▸ EXERCISE DETAILS
Would you repeat, exactly as given, the line with "Each instance receives one keypoint. Mark the white ceiling" and every line after it to the end of the entries?

───── PROVIDED DATA ─────

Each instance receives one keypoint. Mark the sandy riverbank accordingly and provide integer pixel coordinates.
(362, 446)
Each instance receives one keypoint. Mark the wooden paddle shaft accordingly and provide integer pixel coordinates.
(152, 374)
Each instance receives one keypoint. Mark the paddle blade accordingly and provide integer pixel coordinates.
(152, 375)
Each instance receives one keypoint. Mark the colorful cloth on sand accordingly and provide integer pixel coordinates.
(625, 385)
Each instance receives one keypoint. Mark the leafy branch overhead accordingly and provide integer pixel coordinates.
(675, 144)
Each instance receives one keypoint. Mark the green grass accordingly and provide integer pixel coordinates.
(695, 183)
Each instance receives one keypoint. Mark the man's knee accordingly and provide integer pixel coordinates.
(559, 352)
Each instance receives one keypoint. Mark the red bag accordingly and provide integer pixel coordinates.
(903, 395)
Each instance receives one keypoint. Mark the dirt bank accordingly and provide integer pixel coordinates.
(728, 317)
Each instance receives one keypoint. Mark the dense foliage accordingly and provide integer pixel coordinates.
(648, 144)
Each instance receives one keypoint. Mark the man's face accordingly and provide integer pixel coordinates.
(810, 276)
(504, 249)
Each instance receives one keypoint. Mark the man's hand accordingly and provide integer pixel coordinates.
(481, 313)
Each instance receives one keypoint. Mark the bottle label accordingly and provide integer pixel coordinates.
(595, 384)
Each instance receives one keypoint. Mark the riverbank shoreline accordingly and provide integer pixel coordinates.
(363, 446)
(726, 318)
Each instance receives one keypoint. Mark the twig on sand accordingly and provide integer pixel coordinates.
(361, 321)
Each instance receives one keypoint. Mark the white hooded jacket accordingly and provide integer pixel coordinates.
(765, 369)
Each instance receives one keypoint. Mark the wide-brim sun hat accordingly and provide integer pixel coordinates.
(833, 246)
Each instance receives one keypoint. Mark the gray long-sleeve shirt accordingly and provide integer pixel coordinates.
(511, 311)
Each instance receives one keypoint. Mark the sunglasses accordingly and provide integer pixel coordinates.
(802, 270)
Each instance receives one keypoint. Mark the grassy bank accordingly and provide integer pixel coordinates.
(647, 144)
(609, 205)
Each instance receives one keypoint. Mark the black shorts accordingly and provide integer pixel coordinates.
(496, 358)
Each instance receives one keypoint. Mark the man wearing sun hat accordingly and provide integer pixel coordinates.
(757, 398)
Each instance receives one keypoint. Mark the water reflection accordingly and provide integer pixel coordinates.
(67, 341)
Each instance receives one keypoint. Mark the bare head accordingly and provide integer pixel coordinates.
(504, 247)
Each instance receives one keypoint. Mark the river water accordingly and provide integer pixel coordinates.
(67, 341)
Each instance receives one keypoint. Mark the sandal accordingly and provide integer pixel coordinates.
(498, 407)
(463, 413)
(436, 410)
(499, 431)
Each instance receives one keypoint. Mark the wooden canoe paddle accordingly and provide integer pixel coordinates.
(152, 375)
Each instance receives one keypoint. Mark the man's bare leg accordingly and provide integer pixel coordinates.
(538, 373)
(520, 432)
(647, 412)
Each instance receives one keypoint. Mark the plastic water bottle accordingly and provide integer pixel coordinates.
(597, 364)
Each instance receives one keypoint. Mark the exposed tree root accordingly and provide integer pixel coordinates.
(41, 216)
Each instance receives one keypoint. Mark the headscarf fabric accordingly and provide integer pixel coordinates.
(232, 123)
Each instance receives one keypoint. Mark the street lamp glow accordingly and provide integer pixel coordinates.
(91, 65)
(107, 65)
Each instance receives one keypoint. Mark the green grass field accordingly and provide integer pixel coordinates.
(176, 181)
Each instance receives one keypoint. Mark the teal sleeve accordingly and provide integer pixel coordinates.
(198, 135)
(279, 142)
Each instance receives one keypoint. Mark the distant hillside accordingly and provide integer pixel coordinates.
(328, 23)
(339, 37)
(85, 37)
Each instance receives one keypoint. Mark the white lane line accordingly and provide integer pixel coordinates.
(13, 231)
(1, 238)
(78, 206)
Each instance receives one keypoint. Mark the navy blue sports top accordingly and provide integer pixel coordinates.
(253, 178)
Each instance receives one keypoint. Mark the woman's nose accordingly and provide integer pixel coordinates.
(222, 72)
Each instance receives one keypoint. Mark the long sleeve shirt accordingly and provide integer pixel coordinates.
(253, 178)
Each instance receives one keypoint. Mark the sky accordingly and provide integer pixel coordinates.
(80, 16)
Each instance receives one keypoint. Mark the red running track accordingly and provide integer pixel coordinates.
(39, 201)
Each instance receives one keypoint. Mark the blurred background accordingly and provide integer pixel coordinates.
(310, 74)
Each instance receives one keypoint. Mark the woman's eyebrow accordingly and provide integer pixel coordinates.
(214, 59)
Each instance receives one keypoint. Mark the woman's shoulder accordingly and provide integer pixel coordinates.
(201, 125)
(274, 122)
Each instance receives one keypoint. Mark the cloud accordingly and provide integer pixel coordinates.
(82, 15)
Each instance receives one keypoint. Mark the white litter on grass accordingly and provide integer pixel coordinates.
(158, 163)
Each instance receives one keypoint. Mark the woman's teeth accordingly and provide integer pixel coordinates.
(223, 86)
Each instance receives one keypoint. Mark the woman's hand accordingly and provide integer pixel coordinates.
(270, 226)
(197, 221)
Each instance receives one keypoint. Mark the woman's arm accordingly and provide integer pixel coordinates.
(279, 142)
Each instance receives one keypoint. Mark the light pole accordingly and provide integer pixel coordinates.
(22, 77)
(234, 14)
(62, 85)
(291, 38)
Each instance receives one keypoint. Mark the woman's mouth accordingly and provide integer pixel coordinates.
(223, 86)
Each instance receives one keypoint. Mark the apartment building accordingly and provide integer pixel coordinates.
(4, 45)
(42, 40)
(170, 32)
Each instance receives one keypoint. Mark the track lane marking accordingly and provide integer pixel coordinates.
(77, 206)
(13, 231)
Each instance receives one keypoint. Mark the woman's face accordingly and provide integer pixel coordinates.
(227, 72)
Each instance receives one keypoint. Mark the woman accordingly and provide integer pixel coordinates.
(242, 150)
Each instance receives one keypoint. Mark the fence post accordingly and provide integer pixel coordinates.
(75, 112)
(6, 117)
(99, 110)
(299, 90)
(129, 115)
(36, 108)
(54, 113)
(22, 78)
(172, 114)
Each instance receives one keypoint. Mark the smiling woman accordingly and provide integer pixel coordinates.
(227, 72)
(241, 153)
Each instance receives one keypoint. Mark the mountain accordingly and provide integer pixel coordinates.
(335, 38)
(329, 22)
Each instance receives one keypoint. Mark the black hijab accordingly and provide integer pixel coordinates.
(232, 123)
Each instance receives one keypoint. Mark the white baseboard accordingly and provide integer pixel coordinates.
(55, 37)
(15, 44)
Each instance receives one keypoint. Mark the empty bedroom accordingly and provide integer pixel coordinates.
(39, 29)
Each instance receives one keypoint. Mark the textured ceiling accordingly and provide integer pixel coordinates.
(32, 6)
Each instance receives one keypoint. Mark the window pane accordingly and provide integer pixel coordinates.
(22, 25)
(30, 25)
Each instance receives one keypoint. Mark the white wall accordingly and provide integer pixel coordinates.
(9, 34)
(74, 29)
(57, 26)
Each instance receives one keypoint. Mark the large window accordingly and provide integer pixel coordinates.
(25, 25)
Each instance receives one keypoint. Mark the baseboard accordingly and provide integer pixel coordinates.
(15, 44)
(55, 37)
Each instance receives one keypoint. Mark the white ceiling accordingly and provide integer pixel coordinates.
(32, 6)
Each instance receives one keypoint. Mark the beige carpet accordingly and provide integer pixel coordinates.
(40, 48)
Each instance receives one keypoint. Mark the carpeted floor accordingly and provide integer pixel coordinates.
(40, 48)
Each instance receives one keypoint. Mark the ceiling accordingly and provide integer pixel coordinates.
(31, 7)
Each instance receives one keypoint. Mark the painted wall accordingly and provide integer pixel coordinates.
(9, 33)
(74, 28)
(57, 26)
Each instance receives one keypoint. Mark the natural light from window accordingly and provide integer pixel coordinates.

─────

▸ TASK RESULT
Each instance receives one keypoint. Mark the white ceiling accordingly and provide integer pixel coordinates.
(32, 6)
Each instance receives one keypoint. Mark the beige carpet accordingly and provide integer pixel coordinates.
(40, 48)
Each instance receives one keypoint. Mark the carpeted floor accordingly and provide integer pixel coordinates.
(40, 48)
Each instance receives one keypoint. Mark the ceiling accordingly and provide integer pixel coordinates.
(31, 7)
Each instance receives one keypoint. Mark the painted wall accordingly and provide integer pixel coordinates.
(9, 33)
(74, 28)
(57, 26)
Each instance receives one keypoint. Mark the natural light from window accordingly and provide integer pixel coordinates.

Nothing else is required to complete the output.